(WHAT YOU SHOULD DO): Copy the records below exactly as they appear.

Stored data
"""
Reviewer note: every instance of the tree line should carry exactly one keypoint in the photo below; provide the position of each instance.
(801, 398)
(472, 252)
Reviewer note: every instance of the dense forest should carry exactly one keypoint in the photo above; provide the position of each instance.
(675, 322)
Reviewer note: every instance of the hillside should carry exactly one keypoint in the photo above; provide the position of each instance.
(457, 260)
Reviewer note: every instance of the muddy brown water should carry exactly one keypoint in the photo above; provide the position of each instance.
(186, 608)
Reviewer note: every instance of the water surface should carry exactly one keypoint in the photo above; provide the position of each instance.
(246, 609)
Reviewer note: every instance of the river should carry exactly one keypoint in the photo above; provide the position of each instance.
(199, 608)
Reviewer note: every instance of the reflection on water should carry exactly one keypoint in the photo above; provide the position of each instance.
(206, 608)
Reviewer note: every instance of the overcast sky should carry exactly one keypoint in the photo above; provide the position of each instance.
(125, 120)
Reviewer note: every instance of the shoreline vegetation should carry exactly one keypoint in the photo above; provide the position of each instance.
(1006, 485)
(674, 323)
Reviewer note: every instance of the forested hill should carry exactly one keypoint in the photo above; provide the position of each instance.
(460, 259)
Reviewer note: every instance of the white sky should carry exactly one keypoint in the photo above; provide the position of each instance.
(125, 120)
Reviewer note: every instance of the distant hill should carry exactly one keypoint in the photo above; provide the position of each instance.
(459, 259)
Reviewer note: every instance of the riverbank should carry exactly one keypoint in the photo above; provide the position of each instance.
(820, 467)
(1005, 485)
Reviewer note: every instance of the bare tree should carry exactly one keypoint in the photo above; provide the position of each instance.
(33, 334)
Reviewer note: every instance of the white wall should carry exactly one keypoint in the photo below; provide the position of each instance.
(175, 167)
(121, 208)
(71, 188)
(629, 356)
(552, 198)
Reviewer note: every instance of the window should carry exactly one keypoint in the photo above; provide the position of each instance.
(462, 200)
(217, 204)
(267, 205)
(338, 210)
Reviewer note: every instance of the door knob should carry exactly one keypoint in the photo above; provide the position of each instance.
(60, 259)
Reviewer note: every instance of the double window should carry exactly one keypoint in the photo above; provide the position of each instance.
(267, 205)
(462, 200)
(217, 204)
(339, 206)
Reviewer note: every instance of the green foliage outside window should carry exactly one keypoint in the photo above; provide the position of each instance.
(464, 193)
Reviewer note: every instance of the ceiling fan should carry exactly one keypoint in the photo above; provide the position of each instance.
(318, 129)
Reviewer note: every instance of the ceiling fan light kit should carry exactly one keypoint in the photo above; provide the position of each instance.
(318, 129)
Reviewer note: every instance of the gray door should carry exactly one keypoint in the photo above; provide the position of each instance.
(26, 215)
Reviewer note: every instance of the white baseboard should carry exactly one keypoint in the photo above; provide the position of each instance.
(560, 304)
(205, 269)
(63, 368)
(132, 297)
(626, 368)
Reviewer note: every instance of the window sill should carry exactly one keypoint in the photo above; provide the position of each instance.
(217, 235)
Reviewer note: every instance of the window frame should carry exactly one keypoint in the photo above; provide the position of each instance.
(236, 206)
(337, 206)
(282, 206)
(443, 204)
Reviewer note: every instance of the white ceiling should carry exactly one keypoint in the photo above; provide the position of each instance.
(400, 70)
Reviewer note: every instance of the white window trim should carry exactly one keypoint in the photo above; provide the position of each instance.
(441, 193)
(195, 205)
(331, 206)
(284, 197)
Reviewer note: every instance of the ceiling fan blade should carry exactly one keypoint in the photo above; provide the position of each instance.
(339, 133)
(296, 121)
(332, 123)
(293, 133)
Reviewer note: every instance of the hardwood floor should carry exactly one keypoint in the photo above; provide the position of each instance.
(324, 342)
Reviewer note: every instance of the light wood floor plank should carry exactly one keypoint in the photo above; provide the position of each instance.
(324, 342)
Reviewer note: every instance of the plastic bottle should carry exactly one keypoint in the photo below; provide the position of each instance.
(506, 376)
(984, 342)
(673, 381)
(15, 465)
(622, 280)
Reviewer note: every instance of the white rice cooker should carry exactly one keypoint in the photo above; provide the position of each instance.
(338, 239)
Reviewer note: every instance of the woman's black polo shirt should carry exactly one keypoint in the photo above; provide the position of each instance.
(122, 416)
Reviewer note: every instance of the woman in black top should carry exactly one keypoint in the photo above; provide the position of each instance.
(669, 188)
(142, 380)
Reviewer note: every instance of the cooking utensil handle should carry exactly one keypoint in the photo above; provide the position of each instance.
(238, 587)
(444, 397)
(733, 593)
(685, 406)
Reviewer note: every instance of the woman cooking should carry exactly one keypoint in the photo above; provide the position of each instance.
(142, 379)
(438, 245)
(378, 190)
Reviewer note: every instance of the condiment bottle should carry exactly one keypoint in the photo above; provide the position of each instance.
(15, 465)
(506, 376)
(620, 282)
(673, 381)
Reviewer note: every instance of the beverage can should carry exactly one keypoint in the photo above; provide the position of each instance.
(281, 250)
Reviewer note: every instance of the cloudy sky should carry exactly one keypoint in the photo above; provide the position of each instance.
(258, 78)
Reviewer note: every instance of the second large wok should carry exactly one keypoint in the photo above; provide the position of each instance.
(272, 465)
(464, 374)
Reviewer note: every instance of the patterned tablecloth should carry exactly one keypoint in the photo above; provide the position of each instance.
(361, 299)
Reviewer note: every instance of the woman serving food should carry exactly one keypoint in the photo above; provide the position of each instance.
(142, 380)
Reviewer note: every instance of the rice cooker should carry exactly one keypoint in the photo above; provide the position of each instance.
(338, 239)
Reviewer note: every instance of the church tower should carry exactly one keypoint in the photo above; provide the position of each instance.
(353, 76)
"""
(RESULT FOR THIS TASK):
Reviewer note: every instance of the tree line should carry exactly one keypoint in the photo below; provide the position of each instance.
(801, 398)
(472, 252)
Reviewer note: every instance of the dense forest should carry exactly one keypoint in the photo above; provide the position of each instance.
(675, 322)
Reviewer note: every instance of the hillside should carry exactly one keypoint in the photo above; provide the position of each instance.
(457, 260)
Reviewer note: every instance of the muddy brown water should carry exactly one keypoint in the photo above; provide the position of each instance.
(186, 608)
Reviewer note: every instance of the water surface should carry exactly one keypoint in the photo above; provide the position of each instance.
(246, 609)
Reviewer note: every instance of the river should carry exactly one keypoint in the photo above; provide the position of each instance.
(199, 608)
Reviewer note: every instance of the reflection on water should carry exactly one keypoint in the photo above; provide the position of each instance.
(206, 608)
Reviewer note: every instance of the overcast sky should carry exactly one keypoint in the photo above; provide the position of each instance.
(125, 120)
Reviewer note: every instance of the shoreline vegetation should carry exactly one keypoint in the photo above; provide the position of each instance.
(1006, 485)
(674, 323)
Reviewer note: every instance of the forested hill should carry exactly one keypoint in the photo above; provide the position of each instance.
(460, 259)
Reviewer note: every instance of the white sky should carry exactly one keypoint in the photo above; provide the position of each instance.
(125, 120)
Reviewer note: every instance of the distant hill should carry exactly one keypoint in the photo above; provide the position of each instance.
(459, 259)
Reviewer note: every instance of the riverbank should carry exactly one keypoint in the photo above; provide the position of each instance.
(820, 467)
(1005, 485)
Reviewer note: every instance of the bare tree should carry exactly one keypoint in the photo above; provide the position of each instance.
(33, 334)
Reviewer note: every instance of the white wall should carry exactly one keypoint in the photo below; provide the position of each instance.
(175, 167)
(121, 208)
(71, 188)
(629, 356)
(552, 198)
Reviewer note: every instance of the window should carry exactly one keypoint in the photo above; provide the position of each instance.
(462, 200)
(217, 204)
(267, 205)
(338, 210)
Reviewer note: every instance of the door knob should carry exactly one keypoint in the photo above; provide the position of each instance.
(60, 259)
Reviewer note: every instance of the double window should carry exactly one keypoint in the photo above; provide the position of each instance.
(267, 205)
(462, 200)
(217, 204)
(339, 206)
Reviewer note: every instance of the green foliage outside window should carry exactly one keypoint in the photo above; provide the position of each instance.
(464, 193)
Reviewer note: every instance of the ceiling fan should carry exactly one keypoint in the photo above; provide the position of each instance.
(318, 129)
Reviewer note: every instance of the ceiling fan light kit should carry exactly one keypoint in the photo above; provide the position of each instance.
(318, 129)
Reviewer note: every instance of the gray door should carry exactly one keypoint in the photo above; provide the position of each instance.
(26, 215)
Reviewer note: every instance of the white baseboard should carry exactly one keypoint in the photo above; provide the position of each instance.
(560, 304)
(205, 269)
(63, 368)
(132, 297)
(626, 368)
Reviewer note: every instance of the window sill should carry exactly one keypoint in the photo above; provide the position of each instance.
(217, 235)
Reviewer note: every instance of the window frame should carry exactly one keypoint in the photo above; provide the position of each instance.
(236, 206)
(337, 206)
(282, 206)
(443, 204)
Reviewer note: every instance of the white ceiling should carry exactly one keypoint in the photo above; provide the position of each instance.
(400, 70)
Reviewer note: every instance of the white window trim should carry exactly one keypoint in the photo above; provide the position of each instance.
(441, 193)
(195, 205)
(331, 206)
(284, 197)
Reviewer note: every instance of the ceiling fan blade should carry exactly one keypoint in the photo above; provide the position of each instance.
(339, 133)
(296, 121)
(332, 123)
(293, 133)
Reviewer note: every instance of the hardwood floor should carry exactly one keypoint in the photo above; provide the position of each instance.
(324, 342)
Reviewer note: every instance of the light wood floor plank should carry exactly one keypoint in the photo above; provide the position of each instance.
(324, 342)
Reviewer note: every instance of the plastic bottle should carry exactly one keypoint in the photo below; provide the position of each instance.
(506, 376)
(984, 342)
(673, 381)
(15, 465)
(622, 280)
Reviewer note: every instance of the white rice cooker should carry exactly one keypoint in the photo above; provide the position of each instance.
(338, 239)
Reviewer note: every instance of the woman's black polo shirt should carry exactly one keypoint in the photo above; provide the position of each instance.
(122, 416)
Reviewer note: every instance of the woman in black top should carry exactly one keypoint in the photo above; provide the position of each instance.
(669, 188)
(142, 380)
Reviewer note: every instance of the cooking utensil handle should carry exactly one keypoint in the photo above; provide the position of each instance.
(238, 587)
(444, 397)
(733, 593)
(685, 406)
Reviewer note: every instance of the woman cooking should carry exactly one keypoint in the photo above; provide the position of each instance.
(142, 379)
(438, 245)
(378, 190)
Reviewer note: every instance of the condiment bottle should carry exactly one keypoint in the photo above; provide the position of each instance.
(15, 465)
(506, 376)
(620, 282)
(673, 381)
Reviewer note: every instance of the beverage can should carry exactly one keypoint in the photo above; provide the position of each instance.
(281, 250)
Reviewer note: every instance of the cloudy sky should carry exactly one keypoint in the photo above; provide the position of each instance.
(258, 78)
Reviewer note: every instance of the second large wok should carry exactly one keypoint in the photo above; provide the position of each instance.
(272, 465)
(464, 374)
Reviewer note: every instance of the patterned tablecloth should carry exactly one keypoint in the photo above; provide the position of each instance.
(361, 299)
Reviewer note: every instance of the woman serving food should carry exactly one keypoint in the photo above; provide the position of each instance.
(142, 380)
Reviewer note: every instance of the rice cooker should carry exactly one keypoint in the photo above; provide the position of each instance.
(338, 239)
Reviewer note: every instance of the church tower should carry exactly one keypoint in the photo above; provide the position of each instance.
(353, 76)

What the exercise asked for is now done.